──────── Information shown ────────

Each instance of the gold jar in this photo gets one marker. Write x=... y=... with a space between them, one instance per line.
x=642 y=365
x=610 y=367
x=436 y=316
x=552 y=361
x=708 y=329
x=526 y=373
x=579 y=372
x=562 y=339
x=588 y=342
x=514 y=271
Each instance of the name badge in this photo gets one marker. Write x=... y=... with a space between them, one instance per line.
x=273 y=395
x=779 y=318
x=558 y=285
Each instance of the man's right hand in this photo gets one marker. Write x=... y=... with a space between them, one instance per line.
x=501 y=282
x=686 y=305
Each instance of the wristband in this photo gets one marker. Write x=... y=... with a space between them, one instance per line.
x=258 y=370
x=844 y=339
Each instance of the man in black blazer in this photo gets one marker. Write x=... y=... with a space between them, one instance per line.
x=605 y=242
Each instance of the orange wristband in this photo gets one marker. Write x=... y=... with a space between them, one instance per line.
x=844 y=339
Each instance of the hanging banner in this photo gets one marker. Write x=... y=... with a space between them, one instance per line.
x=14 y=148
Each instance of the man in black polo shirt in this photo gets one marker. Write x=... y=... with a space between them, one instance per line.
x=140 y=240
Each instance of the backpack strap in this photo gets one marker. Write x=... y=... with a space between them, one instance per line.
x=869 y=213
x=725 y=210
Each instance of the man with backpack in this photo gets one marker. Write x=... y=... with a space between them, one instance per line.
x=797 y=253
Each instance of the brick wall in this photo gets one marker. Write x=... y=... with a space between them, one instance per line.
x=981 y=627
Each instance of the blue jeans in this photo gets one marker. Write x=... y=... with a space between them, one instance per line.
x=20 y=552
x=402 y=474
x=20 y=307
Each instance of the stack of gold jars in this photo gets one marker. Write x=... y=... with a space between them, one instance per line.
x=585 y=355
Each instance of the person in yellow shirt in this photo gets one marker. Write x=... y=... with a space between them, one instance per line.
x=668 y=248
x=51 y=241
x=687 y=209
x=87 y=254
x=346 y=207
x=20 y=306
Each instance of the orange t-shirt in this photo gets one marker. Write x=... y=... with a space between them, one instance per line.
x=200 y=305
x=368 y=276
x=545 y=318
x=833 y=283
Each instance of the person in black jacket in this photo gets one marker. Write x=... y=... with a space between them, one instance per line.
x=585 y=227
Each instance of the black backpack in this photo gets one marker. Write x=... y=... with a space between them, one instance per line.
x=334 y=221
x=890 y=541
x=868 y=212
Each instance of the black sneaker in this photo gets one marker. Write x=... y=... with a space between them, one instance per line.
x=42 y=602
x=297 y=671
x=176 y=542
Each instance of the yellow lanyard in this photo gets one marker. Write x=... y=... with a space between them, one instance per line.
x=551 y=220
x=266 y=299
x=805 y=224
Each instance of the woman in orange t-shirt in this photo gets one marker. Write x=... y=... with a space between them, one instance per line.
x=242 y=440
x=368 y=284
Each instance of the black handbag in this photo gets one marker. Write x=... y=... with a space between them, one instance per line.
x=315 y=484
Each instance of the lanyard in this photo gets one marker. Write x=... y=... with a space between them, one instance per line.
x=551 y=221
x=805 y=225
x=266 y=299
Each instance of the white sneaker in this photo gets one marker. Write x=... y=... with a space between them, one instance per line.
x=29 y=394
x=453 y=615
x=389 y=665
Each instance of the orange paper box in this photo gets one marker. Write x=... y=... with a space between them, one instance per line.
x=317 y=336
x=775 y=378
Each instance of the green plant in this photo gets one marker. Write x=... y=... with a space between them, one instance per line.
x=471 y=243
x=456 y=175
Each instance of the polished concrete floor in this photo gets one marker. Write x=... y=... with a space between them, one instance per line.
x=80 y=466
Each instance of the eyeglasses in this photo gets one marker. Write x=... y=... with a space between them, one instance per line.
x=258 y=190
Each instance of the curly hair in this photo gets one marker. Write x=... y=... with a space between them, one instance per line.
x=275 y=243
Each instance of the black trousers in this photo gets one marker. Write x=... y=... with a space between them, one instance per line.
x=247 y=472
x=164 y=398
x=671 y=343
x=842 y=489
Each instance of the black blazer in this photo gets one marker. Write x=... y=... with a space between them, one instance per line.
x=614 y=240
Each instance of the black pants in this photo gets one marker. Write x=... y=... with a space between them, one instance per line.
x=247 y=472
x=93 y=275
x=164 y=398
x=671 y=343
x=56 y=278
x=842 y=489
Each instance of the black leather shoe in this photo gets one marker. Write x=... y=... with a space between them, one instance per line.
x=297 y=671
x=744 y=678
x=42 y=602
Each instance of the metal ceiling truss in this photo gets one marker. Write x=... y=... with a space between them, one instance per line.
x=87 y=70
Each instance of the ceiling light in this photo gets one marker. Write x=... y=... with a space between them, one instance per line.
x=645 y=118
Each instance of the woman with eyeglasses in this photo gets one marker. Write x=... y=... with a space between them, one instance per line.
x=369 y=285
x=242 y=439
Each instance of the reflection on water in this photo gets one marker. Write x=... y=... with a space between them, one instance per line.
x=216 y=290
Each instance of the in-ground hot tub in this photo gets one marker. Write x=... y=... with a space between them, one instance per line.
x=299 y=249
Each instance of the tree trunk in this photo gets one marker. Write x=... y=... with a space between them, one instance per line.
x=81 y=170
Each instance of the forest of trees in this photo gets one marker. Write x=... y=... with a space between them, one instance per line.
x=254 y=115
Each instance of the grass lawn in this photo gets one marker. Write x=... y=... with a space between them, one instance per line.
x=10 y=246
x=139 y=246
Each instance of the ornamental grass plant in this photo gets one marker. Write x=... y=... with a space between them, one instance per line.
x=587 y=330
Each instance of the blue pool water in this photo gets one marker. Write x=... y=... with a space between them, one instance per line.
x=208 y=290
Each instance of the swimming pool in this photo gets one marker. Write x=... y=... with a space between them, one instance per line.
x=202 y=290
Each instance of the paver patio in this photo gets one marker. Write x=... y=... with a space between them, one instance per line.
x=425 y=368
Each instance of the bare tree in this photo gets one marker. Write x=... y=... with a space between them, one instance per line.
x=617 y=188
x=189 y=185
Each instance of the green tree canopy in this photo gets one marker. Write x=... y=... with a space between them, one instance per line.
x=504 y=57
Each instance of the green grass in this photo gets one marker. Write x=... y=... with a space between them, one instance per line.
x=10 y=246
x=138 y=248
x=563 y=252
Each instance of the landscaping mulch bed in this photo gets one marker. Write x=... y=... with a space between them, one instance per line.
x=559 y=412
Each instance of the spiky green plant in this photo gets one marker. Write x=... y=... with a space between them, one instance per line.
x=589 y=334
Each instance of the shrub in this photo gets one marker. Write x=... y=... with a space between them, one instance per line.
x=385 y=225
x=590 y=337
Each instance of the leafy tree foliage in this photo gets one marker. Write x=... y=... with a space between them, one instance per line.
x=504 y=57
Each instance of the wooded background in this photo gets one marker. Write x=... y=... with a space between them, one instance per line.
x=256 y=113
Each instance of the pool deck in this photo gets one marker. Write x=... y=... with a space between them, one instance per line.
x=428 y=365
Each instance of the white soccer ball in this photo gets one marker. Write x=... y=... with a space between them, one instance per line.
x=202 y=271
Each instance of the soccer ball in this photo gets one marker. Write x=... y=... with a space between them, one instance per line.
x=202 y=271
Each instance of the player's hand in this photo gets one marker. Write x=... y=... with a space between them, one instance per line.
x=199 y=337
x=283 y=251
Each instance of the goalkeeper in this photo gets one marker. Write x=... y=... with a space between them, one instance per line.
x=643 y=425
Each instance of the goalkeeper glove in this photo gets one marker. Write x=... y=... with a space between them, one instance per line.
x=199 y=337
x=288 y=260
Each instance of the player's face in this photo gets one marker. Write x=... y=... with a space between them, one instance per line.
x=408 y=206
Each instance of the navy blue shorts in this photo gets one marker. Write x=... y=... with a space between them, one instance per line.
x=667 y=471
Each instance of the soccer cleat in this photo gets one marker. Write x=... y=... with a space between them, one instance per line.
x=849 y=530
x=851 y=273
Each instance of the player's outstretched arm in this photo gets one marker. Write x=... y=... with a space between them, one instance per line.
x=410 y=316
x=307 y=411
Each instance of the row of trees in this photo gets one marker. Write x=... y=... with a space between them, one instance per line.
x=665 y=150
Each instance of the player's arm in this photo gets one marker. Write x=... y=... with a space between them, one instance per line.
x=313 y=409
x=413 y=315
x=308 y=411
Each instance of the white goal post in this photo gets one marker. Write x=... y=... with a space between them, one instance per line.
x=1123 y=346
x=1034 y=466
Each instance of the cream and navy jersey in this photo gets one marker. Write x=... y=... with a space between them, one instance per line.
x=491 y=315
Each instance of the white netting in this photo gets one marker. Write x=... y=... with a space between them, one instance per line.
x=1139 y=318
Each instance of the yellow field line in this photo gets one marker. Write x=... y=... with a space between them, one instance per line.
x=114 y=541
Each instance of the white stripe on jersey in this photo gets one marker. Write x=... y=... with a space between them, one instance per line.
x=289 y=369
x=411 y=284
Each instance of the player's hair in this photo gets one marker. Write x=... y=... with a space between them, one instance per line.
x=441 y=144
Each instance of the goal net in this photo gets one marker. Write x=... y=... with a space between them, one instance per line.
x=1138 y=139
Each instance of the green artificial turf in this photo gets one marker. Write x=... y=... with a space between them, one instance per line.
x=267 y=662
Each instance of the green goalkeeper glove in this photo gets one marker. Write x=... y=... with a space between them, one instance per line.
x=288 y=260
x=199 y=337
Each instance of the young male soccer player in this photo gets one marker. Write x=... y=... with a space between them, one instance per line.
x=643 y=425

────────

Set down only the line containing "Each instance of the white netting" and the lines after it through the end, exactly as they appear above.

# Solution to this problem:
Each instance of the white netting in this photo gets one marker. Write x=... y=... with a space between them, one instance per line.
x=1139 y=318
Each instance of the yellow field line in this photo gets one marker. Write x=... y=... with a space between them, one instance per line.
x=114 y=541
Each instance of the white stripe on jersey in this photo gets one marker. Write x=... y=... with a space between them, one instance per line.
x=289 y=369
x=411 y=284
Each instance of the player's hair in this photo gets one marker. Write x=... y=... with a space between them, one instance per line.
x=441 y=144
Each instance of the goal net in this photo gets one marker. Write x=... y=... with a space between them, one instance per line.
x=1138 y=139
Each instance of the green artificial turf in this photo gets one marker. Write x=... y=... with a space between them, one instance per line.
x=267 y=662
Each instance of the green goalkeeper glove in this photo gets one marker. Write x=... y=... with a space between them, one instance per line.
x=288 y=260
x=199 y=337
Each instance of the young male soccer player in this photo gets one marker. Write x=... y=... with a space between them, one instance per line.
x=643 y=425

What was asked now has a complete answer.